Your assignment – Every line of the records below that holds the word "drawer" should be copied out.

══ Given information ══

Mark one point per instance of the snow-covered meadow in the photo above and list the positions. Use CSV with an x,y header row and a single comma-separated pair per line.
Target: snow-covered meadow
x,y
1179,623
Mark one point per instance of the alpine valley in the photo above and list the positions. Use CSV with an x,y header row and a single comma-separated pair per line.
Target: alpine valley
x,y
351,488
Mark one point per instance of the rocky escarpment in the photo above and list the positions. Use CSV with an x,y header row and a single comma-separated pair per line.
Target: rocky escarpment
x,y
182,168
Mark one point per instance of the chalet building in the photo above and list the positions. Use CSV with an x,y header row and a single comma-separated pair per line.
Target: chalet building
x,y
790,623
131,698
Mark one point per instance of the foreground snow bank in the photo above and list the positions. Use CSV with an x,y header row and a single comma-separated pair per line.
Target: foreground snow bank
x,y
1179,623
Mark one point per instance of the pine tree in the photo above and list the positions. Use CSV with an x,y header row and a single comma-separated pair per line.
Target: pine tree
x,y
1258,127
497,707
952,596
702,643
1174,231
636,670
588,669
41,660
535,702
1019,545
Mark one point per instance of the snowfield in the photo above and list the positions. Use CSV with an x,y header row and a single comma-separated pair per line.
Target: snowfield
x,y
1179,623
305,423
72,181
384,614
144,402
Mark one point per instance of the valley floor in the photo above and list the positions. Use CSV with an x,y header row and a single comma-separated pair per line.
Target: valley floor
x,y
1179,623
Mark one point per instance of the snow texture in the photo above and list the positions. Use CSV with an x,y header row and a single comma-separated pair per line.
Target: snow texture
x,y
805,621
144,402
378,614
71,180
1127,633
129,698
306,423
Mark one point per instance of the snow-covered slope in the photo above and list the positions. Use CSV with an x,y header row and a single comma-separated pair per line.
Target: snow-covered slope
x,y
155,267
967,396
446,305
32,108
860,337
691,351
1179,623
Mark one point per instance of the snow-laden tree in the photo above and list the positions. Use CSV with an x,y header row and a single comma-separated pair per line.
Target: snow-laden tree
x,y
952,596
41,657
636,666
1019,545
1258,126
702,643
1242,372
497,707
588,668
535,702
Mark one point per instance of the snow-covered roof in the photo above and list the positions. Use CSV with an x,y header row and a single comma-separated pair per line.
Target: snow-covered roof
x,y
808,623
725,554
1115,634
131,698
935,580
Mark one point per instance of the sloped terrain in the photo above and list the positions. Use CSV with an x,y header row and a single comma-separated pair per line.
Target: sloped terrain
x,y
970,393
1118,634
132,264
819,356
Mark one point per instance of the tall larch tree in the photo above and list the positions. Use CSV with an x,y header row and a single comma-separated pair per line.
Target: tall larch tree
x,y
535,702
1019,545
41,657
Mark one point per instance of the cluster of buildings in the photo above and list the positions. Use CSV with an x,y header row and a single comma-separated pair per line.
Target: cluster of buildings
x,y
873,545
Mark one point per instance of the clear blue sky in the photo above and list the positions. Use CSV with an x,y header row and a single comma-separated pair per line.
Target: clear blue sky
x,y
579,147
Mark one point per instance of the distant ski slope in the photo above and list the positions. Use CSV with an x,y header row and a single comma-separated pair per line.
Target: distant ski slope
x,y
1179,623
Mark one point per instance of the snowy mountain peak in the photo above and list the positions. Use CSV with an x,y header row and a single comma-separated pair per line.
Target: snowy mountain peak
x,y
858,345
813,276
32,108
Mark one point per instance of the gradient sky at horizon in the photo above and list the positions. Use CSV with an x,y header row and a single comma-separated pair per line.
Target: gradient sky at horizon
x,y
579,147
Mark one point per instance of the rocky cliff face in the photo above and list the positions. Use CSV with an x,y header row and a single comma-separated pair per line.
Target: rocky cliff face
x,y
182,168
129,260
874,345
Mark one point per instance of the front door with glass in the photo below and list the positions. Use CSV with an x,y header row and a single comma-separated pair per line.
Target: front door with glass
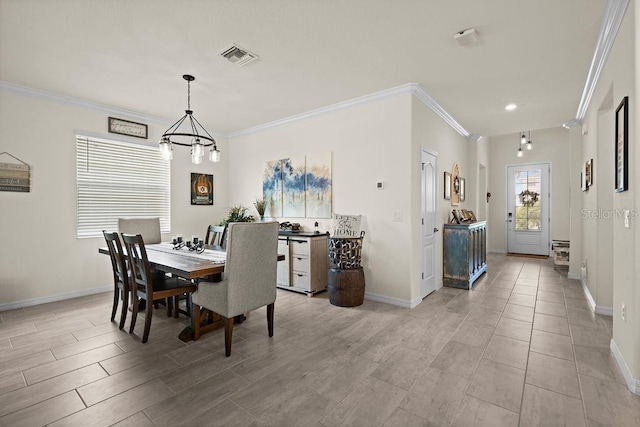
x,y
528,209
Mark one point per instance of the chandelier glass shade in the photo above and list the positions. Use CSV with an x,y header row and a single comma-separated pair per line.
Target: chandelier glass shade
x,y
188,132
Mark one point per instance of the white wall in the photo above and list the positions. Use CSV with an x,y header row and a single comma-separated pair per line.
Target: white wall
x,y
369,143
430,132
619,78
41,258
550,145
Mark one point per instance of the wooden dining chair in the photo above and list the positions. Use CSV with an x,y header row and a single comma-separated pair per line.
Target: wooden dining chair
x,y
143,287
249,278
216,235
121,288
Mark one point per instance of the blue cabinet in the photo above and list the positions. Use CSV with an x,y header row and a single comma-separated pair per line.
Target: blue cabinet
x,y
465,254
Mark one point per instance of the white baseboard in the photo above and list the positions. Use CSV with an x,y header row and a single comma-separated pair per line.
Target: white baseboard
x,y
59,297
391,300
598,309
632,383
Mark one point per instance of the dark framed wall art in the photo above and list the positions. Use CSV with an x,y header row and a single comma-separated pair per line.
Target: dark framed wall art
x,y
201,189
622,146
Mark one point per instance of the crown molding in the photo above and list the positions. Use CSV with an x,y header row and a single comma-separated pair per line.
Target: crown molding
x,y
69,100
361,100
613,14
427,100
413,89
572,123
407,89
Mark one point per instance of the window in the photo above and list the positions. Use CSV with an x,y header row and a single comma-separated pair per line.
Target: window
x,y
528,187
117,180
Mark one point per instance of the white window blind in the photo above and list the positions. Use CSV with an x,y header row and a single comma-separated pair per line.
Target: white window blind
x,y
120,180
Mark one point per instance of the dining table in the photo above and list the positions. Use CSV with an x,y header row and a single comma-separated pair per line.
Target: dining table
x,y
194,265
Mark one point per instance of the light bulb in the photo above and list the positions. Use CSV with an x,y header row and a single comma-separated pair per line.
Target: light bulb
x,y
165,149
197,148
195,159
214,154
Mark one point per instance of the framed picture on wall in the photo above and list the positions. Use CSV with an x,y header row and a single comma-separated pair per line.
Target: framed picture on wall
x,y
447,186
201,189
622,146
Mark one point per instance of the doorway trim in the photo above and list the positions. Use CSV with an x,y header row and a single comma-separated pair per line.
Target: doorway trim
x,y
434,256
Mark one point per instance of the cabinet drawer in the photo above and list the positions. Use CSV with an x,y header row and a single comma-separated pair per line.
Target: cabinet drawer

═══

Exercise answer –
Mark one point per instance of the cabinet drawer in the photo above and list the positions. Use CSV with an x,y header row and a single comma-separated pair per line.
Target: cabinet drawer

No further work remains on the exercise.